* What needs to be done
Reproduce all of the data that follows, character for character.

*** Extracted entries ***

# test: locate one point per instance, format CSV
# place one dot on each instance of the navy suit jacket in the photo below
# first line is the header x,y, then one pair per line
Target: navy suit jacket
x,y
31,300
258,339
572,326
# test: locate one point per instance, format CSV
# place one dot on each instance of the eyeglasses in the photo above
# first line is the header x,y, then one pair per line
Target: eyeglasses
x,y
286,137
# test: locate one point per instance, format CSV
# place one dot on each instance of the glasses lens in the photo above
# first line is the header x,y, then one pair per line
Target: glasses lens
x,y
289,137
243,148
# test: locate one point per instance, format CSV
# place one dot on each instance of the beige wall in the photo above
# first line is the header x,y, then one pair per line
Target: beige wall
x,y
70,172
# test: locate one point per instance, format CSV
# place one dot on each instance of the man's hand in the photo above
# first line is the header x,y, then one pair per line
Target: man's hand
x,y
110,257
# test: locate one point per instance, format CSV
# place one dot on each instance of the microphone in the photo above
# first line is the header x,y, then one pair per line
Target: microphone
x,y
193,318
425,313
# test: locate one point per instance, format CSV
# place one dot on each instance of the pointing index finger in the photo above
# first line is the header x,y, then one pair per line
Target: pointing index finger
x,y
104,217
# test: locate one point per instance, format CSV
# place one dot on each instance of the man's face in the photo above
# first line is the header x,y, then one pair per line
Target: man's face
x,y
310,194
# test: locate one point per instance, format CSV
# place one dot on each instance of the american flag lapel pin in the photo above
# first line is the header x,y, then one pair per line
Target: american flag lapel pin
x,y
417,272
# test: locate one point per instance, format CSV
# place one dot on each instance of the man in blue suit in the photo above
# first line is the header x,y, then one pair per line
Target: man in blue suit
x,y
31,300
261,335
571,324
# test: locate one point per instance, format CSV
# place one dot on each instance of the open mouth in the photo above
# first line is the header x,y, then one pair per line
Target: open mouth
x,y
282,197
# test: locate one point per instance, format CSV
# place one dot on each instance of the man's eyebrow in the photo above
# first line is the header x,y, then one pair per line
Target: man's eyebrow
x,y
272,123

***

* Solution for this problem
# test: locate one point per instance, format CSV
# place one dot on each instance of the navy suit jacket in the photo below
# first line is the header x,y, then one pair per line
Target: navy suit jacket
x,y
31,300
258,339
572,326
# test: locate one point per instance, format CSV
# place one dot on each instance of the eyeglasses in the photo above
# first line is the header x,y, then one pair per line
Target: eyeglasses
x,y
286,137
# test: locate one point per instance, format CSV
# place one dot on each instance of the glasses lens in the photo above
# first line is the header x,y, then one pair per line
Target: glasses lens
x,y
289,137
243,148
# test: locate one point per instance, format CSV
# place one dot on each instance of the beige wall in the photo above
# first line is the header x,y, then one pair per line
Target: beige wall
x,y
70,172
# test: locate one point per instance, format CSV
# place one dot on each instance of the man's hand in the photo above
# first line is the header x,y, then one pair per line
Target: man's hand
x,y
110,257
# test: locate one point per instance, format CSV
# place one dot on each instance of the microphone in the photo above
# first line is the header x,y, then one pair per line
Target: microphone
x,y
193,318
425,313
# test: locate one point per instance, format CSV
# place one dot on each instance of the pointing index finger in the photo above
# first line is the header x,y, then one pair per line
Target: pointing index finger
x,y
104,217
# test: locate one point per instance, format CSV
# place one dot on each instance of the man's face in the photo above
# first line is the header x,y, then one pair per line
Target: man's face
x,y
310,194
# test: locate one point per instance, format CSV
# place one dot on each instance of the american flag lapel pin in the photo above
# first line is the header x,y, then one pair per line
Target: american flag lapel pin
x,y
417,272
# test: locate one point per instance, format CSV
# place one dot on each instance of the man in blue suit in the photo above
# first line is the header x,y, then one pair per line
Target: man in blue suit
x,y
31,300
261,335
571,324
# test: locate one point per instance, format CSV
# place one dot on each instance of the open mouth in the photo above
# first line is the header x,y, then one pair per line
Target: open mouth
x,y
282,197
# test: locate one point per instance, format CSV
# place one dot on each instance of the man's eyebrow in the photo above
# first line is the header x,y, then one pair per line
Target: man's eyebrow
x,y
272,123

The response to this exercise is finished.